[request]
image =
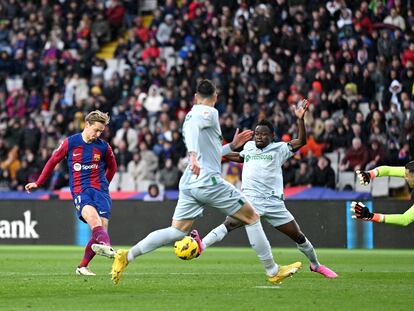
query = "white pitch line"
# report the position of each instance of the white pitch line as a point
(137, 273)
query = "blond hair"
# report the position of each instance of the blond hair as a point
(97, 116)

◇ ◇ ◇ ◇ ◇ ◇ ◇

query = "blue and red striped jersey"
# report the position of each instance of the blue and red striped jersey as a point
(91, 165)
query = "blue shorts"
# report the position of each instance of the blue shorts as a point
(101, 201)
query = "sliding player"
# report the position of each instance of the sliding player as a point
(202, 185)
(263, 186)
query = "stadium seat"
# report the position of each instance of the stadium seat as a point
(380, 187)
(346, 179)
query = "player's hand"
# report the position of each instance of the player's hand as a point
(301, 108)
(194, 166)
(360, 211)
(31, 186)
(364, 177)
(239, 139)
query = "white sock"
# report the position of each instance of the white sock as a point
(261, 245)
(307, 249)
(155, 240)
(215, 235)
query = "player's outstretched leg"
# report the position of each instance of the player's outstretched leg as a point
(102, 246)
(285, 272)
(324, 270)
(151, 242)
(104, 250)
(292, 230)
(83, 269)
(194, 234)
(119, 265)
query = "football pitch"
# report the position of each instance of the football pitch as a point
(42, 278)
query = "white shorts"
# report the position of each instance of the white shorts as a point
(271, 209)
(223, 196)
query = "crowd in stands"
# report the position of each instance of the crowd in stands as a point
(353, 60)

◇ ◇ ◇ ◇ ◇ ◇ ◇

Work to be completed:
Lines holding "query": give how many there are in the entries above, and nothing more.

Task solution:
12